*** Text under study Section Begins ***

The Rise of Agents, Part 2: What Language Agents Inherited

Language agents did not replace reinforcement learning. They absorbed it.

Apr 24, 2026

In 2016, reinforcement learning looked like it might eat the world. AlphaGo beat Lee Sedol. Robotics papers were using RL to solve tasks that had defeated the field for decades. The narrative was: this is how agents will be built.

A decade later, the world is language-shaped. The agents that get funded and shipped are built around pretrained language models, not policy networks trained from pixels. The canonical Era 2 results have become historical artifacts.

The standard story of what happened in between is a story of replacement. Language models arrived, solved problems RL could not, and RL faded from agent research. This story is clean, easy to tell, and wrong.

Reinforcement learning did not fade from agent research. It moved. Every language agent in production today runs on a pretrained model that was then shaped by reinforcement learning. Every reasoning model that chains thoughts across inference time was trained with RL on the chains. Every coding agent that stays on task through long runs was post-trained with RL on the behaviors we call agentic. RL is not beneath language agents. It is inside them.

*** Text under study Section Ends ***
*** Dataset Section Begins ***

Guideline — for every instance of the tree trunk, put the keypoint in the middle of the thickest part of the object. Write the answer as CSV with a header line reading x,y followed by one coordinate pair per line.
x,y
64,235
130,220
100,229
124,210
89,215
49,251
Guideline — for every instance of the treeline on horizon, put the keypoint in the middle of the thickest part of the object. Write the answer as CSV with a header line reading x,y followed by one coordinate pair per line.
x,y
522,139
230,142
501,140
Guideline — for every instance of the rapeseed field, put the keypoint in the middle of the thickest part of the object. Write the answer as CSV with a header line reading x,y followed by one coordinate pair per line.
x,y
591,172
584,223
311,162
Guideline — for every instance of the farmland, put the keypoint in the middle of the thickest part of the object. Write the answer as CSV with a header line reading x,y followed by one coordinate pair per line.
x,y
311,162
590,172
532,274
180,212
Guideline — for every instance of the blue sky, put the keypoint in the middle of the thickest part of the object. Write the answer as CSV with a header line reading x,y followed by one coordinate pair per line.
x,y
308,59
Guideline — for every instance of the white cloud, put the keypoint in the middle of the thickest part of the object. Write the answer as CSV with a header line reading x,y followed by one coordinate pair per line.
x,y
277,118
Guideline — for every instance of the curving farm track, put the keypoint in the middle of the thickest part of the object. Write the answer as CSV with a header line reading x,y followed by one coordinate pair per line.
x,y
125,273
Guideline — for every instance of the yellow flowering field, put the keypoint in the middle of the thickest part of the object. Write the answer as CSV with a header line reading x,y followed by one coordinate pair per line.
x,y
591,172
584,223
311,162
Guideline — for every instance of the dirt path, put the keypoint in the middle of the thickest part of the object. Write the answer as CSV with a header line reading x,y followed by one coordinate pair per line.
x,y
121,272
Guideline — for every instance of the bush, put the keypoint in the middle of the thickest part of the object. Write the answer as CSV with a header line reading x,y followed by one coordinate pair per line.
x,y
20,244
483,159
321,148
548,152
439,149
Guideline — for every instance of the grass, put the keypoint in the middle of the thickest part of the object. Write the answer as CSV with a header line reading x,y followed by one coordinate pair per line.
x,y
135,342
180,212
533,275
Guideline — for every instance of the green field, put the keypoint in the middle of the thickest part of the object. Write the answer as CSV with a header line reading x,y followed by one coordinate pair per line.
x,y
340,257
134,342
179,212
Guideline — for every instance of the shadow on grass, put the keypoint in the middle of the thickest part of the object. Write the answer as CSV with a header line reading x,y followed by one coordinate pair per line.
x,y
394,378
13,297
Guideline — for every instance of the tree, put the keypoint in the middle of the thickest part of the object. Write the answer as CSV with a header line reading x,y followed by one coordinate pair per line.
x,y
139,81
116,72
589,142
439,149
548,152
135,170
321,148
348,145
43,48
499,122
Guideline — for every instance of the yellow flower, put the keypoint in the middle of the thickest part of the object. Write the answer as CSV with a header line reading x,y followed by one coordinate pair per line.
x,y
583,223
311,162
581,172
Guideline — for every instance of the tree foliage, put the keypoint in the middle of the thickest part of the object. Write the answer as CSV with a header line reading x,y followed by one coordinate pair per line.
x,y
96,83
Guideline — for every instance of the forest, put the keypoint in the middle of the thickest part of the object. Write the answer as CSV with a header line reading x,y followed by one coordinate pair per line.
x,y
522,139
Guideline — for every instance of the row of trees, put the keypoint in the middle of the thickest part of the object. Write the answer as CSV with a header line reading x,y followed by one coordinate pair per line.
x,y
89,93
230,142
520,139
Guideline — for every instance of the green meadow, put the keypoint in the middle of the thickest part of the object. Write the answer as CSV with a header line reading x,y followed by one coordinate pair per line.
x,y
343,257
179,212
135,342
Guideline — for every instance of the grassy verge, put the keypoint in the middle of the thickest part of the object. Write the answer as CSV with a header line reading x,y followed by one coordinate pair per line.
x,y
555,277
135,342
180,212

*** Dataset Section Ends ***

* _Work to complete_:
a - According to the essay on language agents, in what year did AlphaGo beat Lee Sedol?
b - In one to three sentences, explain why the essay on language agents calls the story that language models replaced reinforcement learning wrong.
c - Write the next part of the essay on language agents, picking up after its last sentence.

* _Answers for each item_:
a - 2016.

b - Reinforcement learning did not fade from agent research but moved inside language agents. Every production language agent runs on a pretrained model later shaped by RL. Reasoning models were trained with RL on their chains of thought, and coding agents were post-trained with RL on agentic behaviors.

c -
This article is about that inheritance. What RL did in Era 2, what it does in Era 3, and what the difference between those roles reveals about what language agents actually are.

What RL Did in Era 2

A brief reminder of the shape of RL before the language era.

In Era 2, the paradigm runs like this. You have an agent in some environment. The environment gives the agent observations and accepts actions. The agent’s job is to discover a policy, a mapping from observations to actions, that maximizes a reward signal over time. The agent starts knowing nothing. Through trial and error, guided by reward, it learns to act.

This is elegant and astonishingly general. The same algorithmic framework produces AlphaGo, robotic locomotion, and Atari game play. The agent does not need to be told how the world works. It discovers what works through interaction.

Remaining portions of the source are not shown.